Instruções:
1) Liste os princípios que, segundo o trecho sobre a TV a cabo, o artigo 221 da Constituição impõe à programação de rádio e de televisão.
2) Prossiga com o trecho sobre a TV a cabo, começando logo após a última frase dele.

Trecho:
|---|
A Sky, empresa de exploração de serviço de TV a cabo, tem divulgado o recurso “controle dos pais” no qual afirma que “você pode bloquear os programas e canais que considerar impróprios para a sua família”. No anúncio veiculado em sua programação, a empresa afirma que a TV a cabo no Brasil não tem restrição para a divulgação de programas. Isso significa que os canais fechados a qualquer hora podem divulgar, por exemplo, muito sexo e muita violência.
Mais que um anúncio de serviço da operadora, a Sky com tal discurso divulga – mesmo que a maioria dos telespectadores não perceba – uma ideologia perversa na produção e na difusão do conteúdo da televisão fechada. Perversa porque a empresa se exime das consequências do que divulga. Basta usar o controle remoto e o bloqueio de canal. Na prática, a empresa atesta que a influência da televisão sobre o comportamento de crianças e adolescentes angustiados pelo consumismo e erotizados diuturnamente, para citar dois efeitos, não é problema dela. É problema apenas dos pais, que têm o dever de controlar o que os filhos veem.
A responsabilidade por aquilo que os filhos assistem é mesmo dos pais. Esses têm que saber o que os filhos consomem, seja na TV a cabo ou na TV aberta, que tem minimamente regras de controle, como a classificação indicativa. Afinal, quem educa são os pais e a televisão tem outras funções não necessariamente educativas. Afinal muitos programas mais desinformam que informam; mais deformam que formam.
Legislação de telecomunicações
Mesmo que a TV a cabo não tenha restrição de conteúdo, basta lembrar os princípios constitucionais que regem a comunicação no Brasil. O artigo 221 da Constituição determina que a programação de rádio e de televisão deve atender aos seguintes princípios:
I – preferência a finalidades educativas, artísticas, culturais e informativas;
II – promoção da cultura nacional e regional e estímulo à produção independente que objetive sua divulgação;
III – regionalização da produção cultural, artística e jornalística, conforme percentuais estabelecidos em lei;
IV – respeito aos valores éticos e sociais da pessoa e da família.
Muitos podem dizer que a comunicação social não foi regulamentada, afinal nenhum governo – seja de tucanos seja de petistas – teve a coragem necessária para enfrentar o tema como ele merece. Outros podem afirmar que a regulamentação da TV não está prevista na Constituição Federal. Realmente, o capítulo da Comunicação Social trata da programação relativa às concessões públicas de rádio e TV. Aqui outro imbróglio ajuda a tumultuar o debate. A TV a cabo não está inserida nos dispositivos que regulam a radiodifusão no Brasil.
|---|
Dados coletados:

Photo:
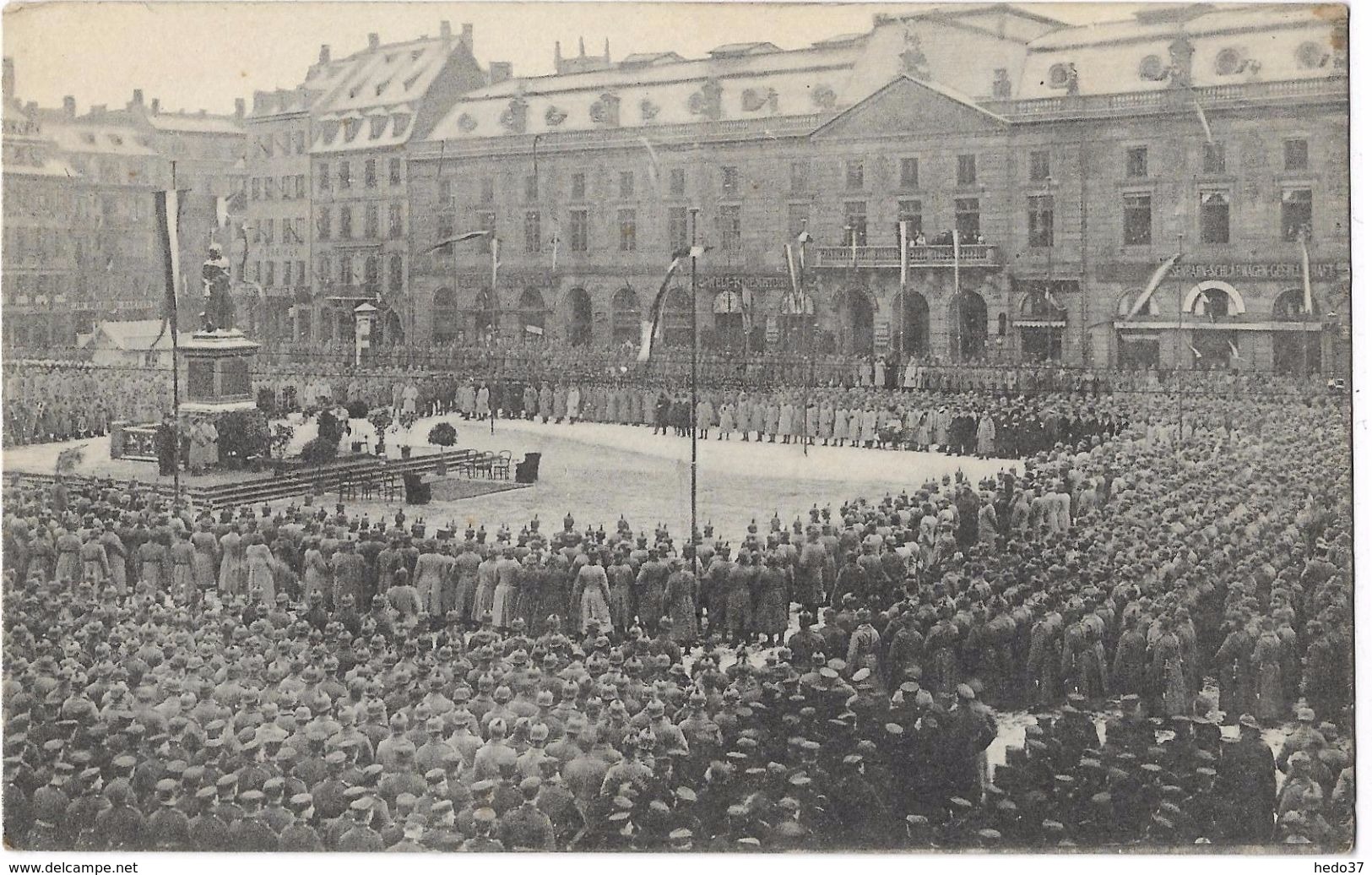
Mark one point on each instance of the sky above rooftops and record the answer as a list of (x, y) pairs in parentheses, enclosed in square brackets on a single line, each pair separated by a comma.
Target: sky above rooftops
[(208, 54)]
|---|
Resultados por tarefa:
1)
- Preferência a finalidades educativas, artísticas, culturais e informativas.
- Promoção da cultura nacional e regional e estímulo à produção independente que objetive sua divulgação.
- Regionalização da produção cultural, artística e jornalística, conforme percentuais estabelecidos em lei.
- Respeito aos valores éticos e sociais da pessoa e da família.

2)
Por lobby, interesses obscuros ou ingenuidade mal intencionada, a exploração de serviços da TV fechada integra a legislação das telecomunicações. Isso mesmo, telefonia fixa, móvel e outros serviços do setor.
Controle remoto
A exploração da TV a cabo é regida pela lei 8.977, de 1995, e ratificada pela lei 9.472, de 1997, que “dispõe sobre a organização dos serviços de telecomunicações”. Ou seja, TV a cabo está no mesmo patamar dos aparelhos de celular. Já a lei que regula a radiodifusão no Brasil é de 1962 (lei 4.117), de 50 anos atrás. Vale dizer, uma legislação caquética que não contempla os avanços tecnológicos da área nem os serviços não previstos na época em que foi elaborada. Quem perde e quem ganha com as operadoras de TV a cabo subordinadas às telecomunicações, e não à radiodifusão brasileira?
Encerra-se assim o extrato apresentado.